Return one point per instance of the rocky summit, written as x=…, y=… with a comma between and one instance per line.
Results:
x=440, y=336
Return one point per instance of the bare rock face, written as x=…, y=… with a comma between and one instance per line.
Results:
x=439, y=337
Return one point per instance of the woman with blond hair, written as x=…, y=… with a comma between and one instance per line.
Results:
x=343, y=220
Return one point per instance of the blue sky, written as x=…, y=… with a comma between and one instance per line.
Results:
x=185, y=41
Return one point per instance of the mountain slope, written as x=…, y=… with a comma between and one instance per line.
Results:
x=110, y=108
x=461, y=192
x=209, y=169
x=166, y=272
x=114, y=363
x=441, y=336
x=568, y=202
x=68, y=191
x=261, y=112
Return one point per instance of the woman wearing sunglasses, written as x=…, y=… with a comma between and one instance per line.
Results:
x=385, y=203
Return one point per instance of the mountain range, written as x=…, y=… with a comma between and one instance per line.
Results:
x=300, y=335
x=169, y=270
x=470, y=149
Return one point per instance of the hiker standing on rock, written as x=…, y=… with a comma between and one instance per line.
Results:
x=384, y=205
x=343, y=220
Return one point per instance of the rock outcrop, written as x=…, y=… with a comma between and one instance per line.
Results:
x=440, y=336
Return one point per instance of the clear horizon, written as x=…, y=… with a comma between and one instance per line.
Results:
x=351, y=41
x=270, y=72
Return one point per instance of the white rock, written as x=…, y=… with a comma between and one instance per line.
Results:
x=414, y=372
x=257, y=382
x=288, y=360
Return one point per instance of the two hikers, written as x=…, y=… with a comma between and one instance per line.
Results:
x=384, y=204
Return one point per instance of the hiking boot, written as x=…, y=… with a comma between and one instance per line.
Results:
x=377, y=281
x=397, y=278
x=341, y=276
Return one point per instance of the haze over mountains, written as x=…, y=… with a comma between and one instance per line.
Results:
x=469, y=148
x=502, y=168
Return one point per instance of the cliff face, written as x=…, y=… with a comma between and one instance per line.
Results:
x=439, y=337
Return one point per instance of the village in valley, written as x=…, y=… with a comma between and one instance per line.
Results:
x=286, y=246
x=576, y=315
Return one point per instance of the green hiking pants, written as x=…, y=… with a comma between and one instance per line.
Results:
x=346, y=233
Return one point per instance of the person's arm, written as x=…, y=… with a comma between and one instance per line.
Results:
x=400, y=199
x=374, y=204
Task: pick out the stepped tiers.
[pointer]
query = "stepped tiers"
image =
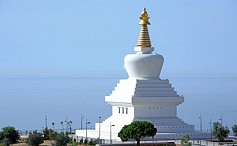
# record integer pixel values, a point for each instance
(144, 97)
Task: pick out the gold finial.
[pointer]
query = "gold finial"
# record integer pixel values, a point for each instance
(144, 18)
(144, 39)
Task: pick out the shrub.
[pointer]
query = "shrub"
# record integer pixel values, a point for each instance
(62, 139)
(35, 138)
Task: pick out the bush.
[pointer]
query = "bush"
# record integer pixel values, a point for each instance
(35, 138)
(62, 139)
(5, 142)
(9, 135)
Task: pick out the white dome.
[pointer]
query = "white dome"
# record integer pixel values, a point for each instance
(143, 65)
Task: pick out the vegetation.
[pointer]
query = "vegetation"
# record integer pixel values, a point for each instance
(185, 140)
(62, 139)
(35, 138)
(9, 135)
(137, 130)
(234, 129)
(220, 132)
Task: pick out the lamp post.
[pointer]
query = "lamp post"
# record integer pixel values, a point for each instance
(110, 133)
(86, 128)
(81, 121)
(99, 127)
(200, 122)
(210, 127)
(221, 120)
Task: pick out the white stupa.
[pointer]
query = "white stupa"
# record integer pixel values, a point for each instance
(144, 97)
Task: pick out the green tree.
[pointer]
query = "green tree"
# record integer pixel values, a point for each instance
(220, 132)
(136, 130)
(35, 138)
(185, 140)
(9, 134)
(62, 139)
(234, 129)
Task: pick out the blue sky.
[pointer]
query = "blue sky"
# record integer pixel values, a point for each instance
(89, 39)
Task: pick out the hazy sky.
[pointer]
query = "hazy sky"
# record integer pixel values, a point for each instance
(87, 40)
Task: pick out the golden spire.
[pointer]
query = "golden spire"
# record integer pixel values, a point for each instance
(144, 39)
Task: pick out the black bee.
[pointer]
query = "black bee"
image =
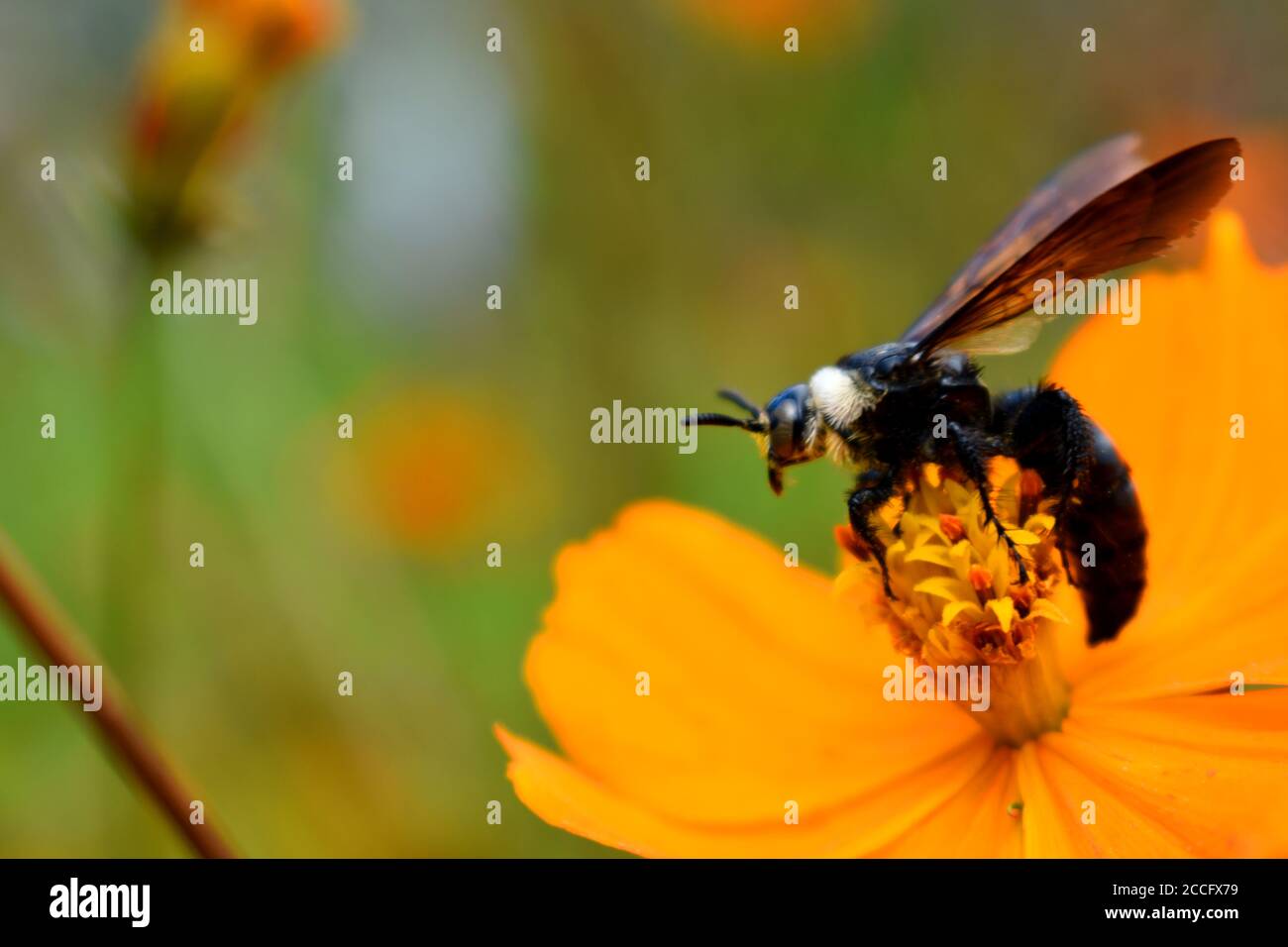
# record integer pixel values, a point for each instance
(893, 407)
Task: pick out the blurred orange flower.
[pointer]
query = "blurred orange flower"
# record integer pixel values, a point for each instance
(765, 684)
(417, 475)
(189, 105)
(763, 22)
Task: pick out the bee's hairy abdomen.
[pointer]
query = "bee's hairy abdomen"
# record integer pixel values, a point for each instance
(1104, 526)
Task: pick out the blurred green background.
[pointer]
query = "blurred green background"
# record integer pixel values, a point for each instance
(472, 425)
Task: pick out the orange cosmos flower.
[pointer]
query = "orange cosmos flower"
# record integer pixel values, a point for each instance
(765, 729)
(191, 105)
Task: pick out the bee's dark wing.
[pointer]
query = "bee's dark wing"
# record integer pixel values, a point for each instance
(1133, 221)
(1052, 202)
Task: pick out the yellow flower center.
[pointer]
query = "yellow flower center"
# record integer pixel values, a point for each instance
(961, 607)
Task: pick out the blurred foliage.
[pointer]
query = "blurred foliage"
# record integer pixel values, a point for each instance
(472, 425)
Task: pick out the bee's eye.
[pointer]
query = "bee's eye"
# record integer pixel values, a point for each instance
(786, 424)
(782, 433)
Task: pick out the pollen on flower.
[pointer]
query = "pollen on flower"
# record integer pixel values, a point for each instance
(958, 600)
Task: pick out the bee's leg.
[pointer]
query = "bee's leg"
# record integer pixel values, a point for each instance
(973, 458)
(1044, 429)
(871, 492)
(898, 523)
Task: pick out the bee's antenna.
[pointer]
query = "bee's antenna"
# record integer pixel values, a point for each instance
(739, 399)
(752, 424)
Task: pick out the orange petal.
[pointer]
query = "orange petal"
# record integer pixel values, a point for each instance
(761, 685)
(1210, 344)
(572, 800)
(1172, 777)
(977, 822)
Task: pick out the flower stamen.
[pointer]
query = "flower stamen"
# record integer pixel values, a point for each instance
(960, 600)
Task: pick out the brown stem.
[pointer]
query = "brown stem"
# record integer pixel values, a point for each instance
(53, 633)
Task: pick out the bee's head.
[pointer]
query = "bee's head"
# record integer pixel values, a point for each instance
(785, 428)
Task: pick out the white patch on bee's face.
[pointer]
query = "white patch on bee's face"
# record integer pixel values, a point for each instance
(838, 395)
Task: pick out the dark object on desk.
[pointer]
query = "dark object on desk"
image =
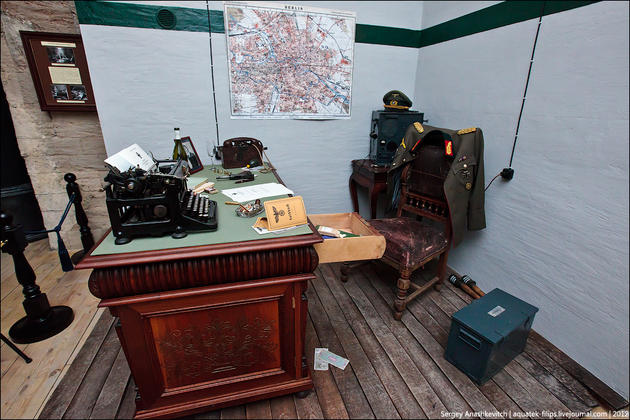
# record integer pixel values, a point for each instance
(194, 161)
(243, 176)
(464, 184)
(41, 321)
(238, 152)
(487, 334)
(412, 243)
(395, 99)
(387, 130)
(371, 176)
(143, 203)
(250, 209)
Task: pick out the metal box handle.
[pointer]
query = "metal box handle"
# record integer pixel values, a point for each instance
(470, 340)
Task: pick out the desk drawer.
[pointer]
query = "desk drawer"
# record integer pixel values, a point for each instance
(370, 245)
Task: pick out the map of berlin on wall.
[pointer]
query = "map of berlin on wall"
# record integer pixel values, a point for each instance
(288, 61)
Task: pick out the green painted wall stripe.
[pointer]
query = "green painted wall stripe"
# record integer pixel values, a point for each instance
(492, 17)
(196, 20)
(383, 35)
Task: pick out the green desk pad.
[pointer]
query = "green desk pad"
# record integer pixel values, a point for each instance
(231, 228)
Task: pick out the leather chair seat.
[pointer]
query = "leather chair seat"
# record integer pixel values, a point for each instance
(409, 241)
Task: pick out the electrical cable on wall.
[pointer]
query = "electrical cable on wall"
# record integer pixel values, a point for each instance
(214, 94)
(508, 173)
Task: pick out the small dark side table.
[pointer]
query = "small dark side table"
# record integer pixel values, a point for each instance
(367, 174)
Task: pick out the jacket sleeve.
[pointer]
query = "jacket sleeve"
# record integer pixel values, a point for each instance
(476, 207)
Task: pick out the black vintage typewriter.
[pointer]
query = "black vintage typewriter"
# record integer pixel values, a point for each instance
(153, 203)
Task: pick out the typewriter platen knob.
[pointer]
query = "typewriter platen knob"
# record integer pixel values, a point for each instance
(131, 186)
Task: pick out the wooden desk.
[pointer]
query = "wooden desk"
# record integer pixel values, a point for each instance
(205, 326)
(374, 178)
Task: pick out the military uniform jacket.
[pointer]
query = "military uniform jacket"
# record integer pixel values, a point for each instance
(464, 184)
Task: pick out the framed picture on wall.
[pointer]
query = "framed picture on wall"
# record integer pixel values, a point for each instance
(59, 70)
(191, 153)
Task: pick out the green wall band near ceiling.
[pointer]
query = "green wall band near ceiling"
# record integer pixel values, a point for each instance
(196, 20)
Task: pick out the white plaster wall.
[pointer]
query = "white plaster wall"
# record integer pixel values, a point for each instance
(148, 81)
(557, 234)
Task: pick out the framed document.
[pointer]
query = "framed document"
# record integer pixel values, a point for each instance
(191, 153)
(59, 69)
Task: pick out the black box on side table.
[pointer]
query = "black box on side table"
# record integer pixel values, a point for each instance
(487, 334)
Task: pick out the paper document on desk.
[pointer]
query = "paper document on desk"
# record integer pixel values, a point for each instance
(131, 157)
(252, 192)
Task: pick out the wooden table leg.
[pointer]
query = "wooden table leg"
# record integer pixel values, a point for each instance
(373, 201)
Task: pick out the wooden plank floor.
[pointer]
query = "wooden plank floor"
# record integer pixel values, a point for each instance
(397, 369)
(26, 387)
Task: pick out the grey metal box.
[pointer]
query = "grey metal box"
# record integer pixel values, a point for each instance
(487, 334)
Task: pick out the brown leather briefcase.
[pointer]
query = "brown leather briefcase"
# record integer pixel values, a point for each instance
(239, 152)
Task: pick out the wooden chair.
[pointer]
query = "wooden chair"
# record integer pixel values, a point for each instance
(414, 241)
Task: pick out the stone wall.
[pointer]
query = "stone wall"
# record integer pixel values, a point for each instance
(54, 143)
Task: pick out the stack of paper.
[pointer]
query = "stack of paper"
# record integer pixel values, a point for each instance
(253, 192)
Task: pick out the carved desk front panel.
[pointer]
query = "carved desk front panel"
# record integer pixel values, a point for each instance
(196, 350)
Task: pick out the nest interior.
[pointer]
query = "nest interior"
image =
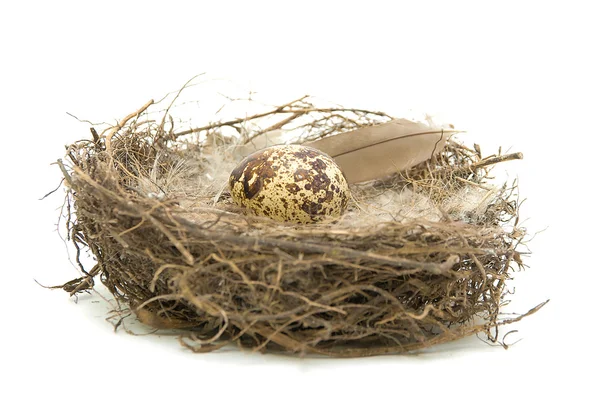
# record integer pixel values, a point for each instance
(420, 258)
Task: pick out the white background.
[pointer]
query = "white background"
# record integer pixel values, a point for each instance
(522, 75)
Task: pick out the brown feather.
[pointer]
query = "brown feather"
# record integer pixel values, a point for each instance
(377, 151)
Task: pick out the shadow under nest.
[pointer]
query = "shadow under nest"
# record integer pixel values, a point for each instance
(339, 289)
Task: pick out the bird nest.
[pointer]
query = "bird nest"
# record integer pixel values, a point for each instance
(421, 257)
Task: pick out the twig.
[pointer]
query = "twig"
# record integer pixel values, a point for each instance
(121, 124)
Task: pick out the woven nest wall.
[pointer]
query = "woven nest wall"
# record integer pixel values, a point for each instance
(420, 258)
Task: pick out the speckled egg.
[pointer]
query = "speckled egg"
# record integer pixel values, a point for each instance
(290, 183)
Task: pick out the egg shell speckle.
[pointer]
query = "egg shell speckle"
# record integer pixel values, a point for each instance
(290, 183)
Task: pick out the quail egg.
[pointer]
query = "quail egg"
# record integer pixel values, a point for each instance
(291, 183)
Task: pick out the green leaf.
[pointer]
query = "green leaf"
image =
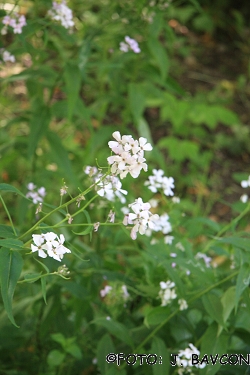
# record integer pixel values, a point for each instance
(157, 315)
(6, 231)
(11, 243)
(160, 56)
(242, 282)
(144, 129)
(43, 285)
(38, 127)
(32, 277)
(159, 348)
(156, 26)
(213, 307)
(237, 242)
(186, 149)
(55, 358)
(115, 328)
(212, 345)
(74, 350)
(137, 100)
(12, 189)
(60, 339)
(228, 303)
(85, 231)
(60, 156)
(105, 346)
(11, 264)
(72, 77)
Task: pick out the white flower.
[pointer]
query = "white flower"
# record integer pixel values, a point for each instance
(167, 292)
(62, 13)
(36, 196)
(161, 224)
(129, 155)
(111, 216)
(96, 226)
(176, 200)
(168, 240)
(129, 44)
(16, 21)
(6, 56)
(49, 244)
(244, 198)
(105, 291)
(40, 245)
(184, 358)
(183, 304)
(125, 292)
(141, 218)
(245, 183)
(158, 181)
(206, 259)
(111, 188)
(63, 190)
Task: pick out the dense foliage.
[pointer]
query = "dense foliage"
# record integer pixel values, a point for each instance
(110, 174)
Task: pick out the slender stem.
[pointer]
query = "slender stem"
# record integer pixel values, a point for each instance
(226, 227)
(32, 229)
(137, 349)
(8, 214)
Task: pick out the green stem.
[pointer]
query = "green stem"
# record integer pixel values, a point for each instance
(8, 214)
(137, 349)
(32, 229)
(226, 227)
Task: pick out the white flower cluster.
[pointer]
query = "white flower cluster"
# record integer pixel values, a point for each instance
(129, 44)
(109, 188)
(17, 22)
(184, 359)
(159, 181)
(206, 259)
(167, 292)
(62, 13)
(245, 184)
(6, 56)
(49, 244)
(183, 304)
(36, 196)
(161, 224)
(108, 288)
(141, 218)
(129, 155)
(105, 290)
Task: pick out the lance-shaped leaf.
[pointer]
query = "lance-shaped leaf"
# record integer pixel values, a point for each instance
(11, 263)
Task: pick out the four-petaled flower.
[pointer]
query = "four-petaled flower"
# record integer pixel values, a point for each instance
(49, 244)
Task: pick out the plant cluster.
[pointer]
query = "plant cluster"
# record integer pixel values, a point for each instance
(97, 254)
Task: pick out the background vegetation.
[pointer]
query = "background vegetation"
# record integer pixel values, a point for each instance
(187, 92)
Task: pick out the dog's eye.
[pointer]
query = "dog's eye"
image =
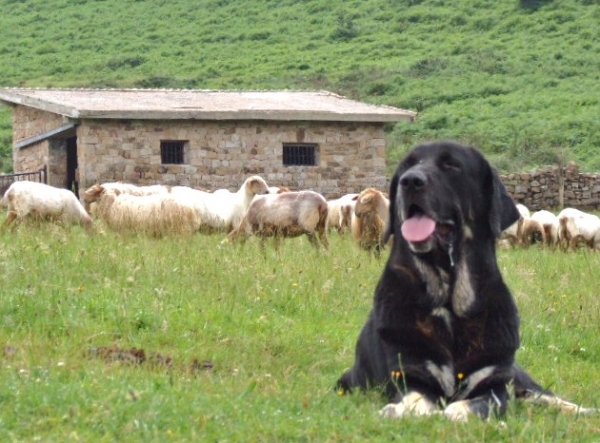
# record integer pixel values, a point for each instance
(450, 165)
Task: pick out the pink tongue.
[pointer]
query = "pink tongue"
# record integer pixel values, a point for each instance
(418, 228)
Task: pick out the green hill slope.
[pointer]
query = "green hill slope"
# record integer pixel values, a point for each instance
(520, 79)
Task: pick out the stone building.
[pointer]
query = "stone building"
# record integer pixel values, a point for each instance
(209, 139)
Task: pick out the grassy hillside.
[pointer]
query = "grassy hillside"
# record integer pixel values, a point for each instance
(519, 78)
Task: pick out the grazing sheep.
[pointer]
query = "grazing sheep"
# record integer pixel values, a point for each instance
(122, 188)
(278, 189)
(549, 222)
(26, 199)
(512, 234)
(290, 214)
(369, 220)
(532, 231)
(577, 227)
(223, 210)
(154, 214)
(340, 212)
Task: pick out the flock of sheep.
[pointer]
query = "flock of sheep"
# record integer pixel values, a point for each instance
(259, 210)
(570, 229)
(254, 210)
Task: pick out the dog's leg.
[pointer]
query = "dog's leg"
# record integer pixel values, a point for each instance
(483, 407)
(414, 403)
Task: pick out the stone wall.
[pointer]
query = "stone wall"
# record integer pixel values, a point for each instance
(350, 156)
(218, 154)
(542, 189)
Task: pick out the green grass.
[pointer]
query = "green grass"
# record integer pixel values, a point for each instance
(516, 78)
(276, 330)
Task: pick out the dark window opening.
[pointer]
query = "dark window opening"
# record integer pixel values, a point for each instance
(295, 154)
(171, 152)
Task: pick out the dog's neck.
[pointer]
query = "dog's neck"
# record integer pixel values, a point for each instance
(448, 281)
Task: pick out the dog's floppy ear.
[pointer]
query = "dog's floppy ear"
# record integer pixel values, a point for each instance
(503, 211)
(393, 213)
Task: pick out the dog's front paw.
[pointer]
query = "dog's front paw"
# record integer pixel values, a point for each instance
(393, 410)
(458, 411)
(413, 403)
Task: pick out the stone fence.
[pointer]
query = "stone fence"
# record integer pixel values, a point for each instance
(552, 187)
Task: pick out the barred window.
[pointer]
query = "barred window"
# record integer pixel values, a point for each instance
(299, 154)
(171, 152)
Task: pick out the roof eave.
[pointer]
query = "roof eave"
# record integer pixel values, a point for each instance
(245, 115)
(18, 99)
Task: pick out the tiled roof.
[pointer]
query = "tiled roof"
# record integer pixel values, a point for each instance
(160, 104)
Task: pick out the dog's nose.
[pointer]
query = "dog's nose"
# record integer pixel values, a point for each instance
(413, 180)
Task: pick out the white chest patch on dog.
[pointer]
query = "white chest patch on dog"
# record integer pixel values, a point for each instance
(437, 286)
(463, 295)
(444, 375)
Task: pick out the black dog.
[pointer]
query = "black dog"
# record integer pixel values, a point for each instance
(444, 328)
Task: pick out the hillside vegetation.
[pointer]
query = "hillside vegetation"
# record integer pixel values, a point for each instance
(518, 78)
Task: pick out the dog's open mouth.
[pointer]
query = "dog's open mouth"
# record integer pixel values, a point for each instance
(418, 227)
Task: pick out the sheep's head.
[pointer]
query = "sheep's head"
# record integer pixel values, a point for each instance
(92, 195)
(367, 202)
(256, 185)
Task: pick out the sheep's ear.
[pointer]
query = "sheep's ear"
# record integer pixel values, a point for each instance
(503, 211)
(367, 198)
(392, 218)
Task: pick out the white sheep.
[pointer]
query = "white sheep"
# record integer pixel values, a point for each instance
(154, 214)
(278, 189)
(340, 212)
(370, 219)
(290, 214)
(122, 188)
(26, 199)
(512, 234)
(550, 224)
(223, 210)
(577, 227)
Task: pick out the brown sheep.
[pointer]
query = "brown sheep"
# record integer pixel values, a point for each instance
(369, 220)
(289, 214)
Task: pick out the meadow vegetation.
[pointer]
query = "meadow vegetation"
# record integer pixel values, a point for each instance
(517, 78)
(240, 347)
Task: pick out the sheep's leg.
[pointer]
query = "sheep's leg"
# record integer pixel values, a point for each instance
(377, 251)
(324, 240)
(312, 239)
(10, 218)
(261, 246)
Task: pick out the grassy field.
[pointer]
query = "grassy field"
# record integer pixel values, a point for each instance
(240, 347)
(515, 78)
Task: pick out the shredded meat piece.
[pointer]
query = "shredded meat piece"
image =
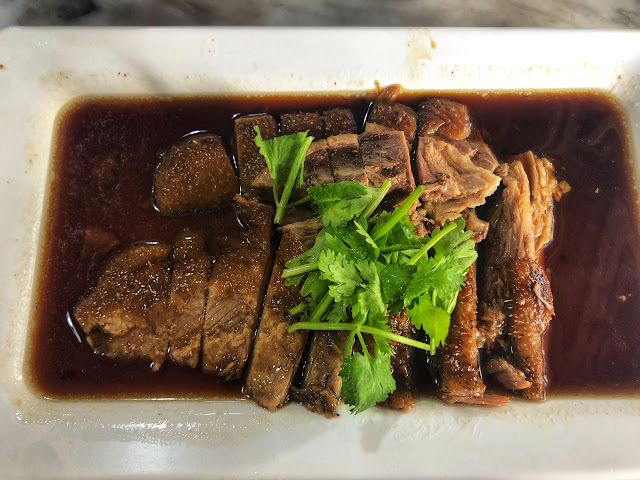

*-*-*

» WHAT YOU HAVE TO DO: Output the lines of the records between the lines holding "Return one point per instance of the woman with" and "x=185, y=41", inclusive, as a Markdown table with columns Row and Line, one numbered row per line and blank lines omitted.

» THE REPLY:
| Row | Line |
|---|---|
| 1 | Return one point per instance of the woman with blond hair, written as x=…, y=… with a comma between and one instance per line. |
| 2 | Results: |
| 3 | x=343, y=220 |
| 4 | Return one point per instance of the blue sky, written as x=…, y=… with a comma between and one instance per line. |
| 5 | Results: |
| 6 | x=185, y=41 |